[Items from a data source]
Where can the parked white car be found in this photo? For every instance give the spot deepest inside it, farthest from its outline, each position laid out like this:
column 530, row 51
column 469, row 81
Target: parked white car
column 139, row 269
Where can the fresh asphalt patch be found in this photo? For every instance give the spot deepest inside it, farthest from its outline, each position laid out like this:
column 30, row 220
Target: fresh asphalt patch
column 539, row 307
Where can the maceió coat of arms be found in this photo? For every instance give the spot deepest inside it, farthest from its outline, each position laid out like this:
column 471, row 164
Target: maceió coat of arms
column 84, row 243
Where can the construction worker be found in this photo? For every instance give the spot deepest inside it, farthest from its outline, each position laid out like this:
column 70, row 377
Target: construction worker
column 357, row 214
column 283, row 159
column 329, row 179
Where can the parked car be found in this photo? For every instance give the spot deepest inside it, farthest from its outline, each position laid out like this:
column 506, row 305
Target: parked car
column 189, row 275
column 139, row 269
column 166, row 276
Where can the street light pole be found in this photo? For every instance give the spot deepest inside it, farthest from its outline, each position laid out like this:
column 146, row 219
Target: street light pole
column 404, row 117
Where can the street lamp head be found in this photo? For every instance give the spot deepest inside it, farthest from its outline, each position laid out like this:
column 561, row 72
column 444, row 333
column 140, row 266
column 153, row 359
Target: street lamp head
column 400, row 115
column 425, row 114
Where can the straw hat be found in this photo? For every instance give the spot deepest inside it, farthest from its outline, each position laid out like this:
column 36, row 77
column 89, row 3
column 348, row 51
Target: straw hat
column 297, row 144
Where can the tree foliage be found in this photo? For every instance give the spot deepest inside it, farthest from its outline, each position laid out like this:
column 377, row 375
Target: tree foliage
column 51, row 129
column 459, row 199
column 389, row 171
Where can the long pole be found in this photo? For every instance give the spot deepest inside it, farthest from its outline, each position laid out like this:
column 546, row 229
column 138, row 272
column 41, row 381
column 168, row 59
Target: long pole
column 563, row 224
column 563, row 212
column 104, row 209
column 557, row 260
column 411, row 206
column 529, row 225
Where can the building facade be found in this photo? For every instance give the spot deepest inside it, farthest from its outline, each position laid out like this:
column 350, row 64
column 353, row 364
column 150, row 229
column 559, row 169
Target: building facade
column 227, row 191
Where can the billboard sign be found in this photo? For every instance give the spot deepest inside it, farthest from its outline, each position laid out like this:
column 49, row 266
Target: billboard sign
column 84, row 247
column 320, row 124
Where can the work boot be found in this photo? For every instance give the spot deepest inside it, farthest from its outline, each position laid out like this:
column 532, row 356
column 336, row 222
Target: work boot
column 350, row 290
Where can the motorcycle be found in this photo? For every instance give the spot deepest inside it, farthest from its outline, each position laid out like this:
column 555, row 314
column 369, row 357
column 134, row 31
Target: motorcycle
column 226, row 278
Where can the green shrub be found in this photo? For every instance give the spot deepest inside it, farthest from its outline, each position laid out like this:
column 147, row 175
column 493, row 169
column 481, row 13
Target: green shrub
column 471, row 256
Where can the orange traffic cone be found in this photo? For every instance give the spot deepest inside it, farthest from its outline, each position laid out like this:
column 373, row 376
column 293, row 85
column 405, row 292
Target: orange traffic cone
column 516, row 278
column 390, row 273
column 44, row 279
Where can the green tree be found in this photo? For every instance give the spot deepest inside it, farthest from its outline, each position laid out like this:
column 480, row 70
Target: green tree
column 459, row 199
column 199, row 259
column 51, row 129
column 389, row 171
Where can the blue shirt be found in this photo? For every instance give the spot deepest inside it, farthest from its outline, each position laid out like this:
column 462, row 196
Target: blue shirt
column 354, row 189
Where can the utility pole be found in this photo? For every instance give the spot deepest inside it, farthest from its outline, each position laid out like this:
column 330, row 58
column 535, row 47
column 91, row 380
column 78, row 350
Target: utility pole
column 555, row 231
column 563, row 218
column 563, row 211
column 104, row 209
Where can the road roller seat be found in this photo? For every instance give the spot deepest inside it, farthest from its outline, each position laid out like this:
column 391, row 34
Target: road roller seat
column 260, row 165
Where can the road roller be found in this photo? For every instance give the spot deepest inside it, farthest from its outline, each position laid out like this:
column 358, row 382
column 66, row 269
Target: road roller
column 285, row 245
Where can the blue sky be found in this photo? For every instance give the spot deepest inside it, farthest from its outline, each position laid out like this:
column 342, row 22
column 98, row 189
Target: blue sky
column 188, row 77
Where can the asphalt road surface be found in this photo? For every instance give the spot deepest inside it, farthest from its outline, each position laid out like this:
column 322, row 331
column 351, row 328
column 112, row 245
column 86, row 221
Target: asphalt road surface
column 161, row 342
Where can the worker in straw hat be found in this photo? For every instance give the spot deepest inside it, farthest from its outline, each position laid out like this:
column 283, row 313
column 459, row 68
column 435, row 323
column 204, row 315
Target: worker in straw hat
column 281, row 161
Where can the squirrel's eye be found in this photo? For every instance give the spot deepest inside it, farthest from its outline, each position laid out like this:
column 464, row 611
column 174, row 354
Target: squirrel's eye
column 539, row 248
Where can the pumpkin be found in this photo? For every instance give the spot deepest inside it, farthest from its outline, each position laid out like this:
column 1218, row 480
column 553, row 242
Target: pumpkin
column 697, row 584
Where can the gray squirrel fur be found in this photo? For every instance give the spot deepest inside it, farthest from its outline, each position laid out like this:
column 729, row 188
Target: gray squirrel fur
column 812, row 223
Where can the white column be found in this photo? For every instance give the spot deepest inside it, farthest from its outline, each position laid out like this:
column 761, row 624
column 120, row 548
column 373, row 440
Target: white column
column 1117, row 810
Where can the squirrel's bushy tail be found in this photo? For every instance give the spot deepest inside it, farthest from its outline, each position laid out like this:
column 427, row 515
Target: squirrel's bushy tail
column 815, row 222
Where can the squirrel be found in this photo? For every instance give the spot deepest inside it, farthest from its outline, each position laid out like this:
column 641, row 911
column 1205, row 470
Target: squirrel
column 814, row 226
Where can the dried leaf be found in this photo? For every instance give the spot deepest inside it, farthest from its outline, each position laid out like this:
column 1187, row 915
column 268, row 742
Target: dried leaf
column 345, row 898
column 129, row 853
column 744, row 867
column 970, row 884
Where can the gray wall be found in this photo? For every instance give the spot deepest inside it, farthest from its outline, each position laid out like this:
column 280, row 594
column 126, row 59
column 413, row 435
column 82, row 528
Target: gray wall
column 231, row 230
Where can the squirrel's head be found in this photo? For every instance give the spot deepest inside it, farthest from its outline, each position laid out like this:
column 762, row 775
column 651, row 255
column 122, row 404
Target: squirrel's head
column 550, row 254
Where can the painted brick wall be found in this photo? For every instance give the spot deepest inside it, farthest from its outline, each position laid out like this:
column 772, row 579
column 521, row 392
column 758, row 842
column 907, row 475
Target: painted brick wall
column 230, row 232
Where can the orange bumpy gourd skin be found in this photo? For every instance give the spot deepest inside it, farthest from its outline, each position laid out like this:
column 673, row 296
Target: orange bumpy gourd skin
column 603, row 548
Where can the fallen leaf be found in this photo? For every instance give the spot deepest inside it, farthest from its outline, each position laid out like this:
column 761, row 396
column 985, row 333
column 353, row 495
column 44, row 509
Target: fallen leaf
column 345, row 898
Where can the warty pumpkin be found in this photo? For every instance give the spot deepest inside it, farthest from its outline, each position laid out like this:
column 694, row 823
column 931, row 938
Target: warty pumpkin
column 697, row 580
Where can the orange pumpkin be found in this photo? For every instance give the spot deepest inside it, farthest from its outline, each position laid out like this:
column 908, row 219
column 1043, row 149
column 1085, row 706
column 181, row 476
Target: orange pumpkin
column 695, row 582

# TASK
From the line containing "column 762, row 775" down to the last line of the data, transcribe every line exactly; nothing else should appear.

# OUTPUT FOR THIS EXERCISE
column 762, row 775
column 651, row 255
column 122, row 404
Target: squirrel's head
column 550, row 254
Where can the painted brick wall be found in this photo? For every instance give the spot deepest inside it, farthest from its outline, each position laid out like this:
column 772, row 579
column 521, row 392
column 758, row 842
column 907, row 475
Target: painted brick wall
column 230, row 232
Where can the orange bumpy gourd skin be found in this photo? For every instance give the spot deepest inside it, farthest from its outline, each position laid out like this:
column 673, row 296
Target: orange bumpy gourd skin
column 603, row 548
Where can the fallen leaf be found in this photo? For every instance give the spot deepest inside it, farthest from its outline, each position laid out like this:
column 761, row 396
column 985, row 333
column 353, row 495
column 44, row 509
Target: fallen leaf
column 345, row 898
Where can the warty pumpkin be found in this photo? For every instance give the spot deepest inside it, farthest from its outline, each position laid out like this:
column 694, row 823
column 931, row 938
Target: warty pumpkin
column 697, row 580
Where can the orange pumpkin be found in this photo? For every instance give the spot deepest inside it, farthest from its outline, each position laid out like this:
column 908, row 219
column 1043, row 149
column 1085, row 706
column 181, row 476
Target: orange pumpkin
column 695, row 582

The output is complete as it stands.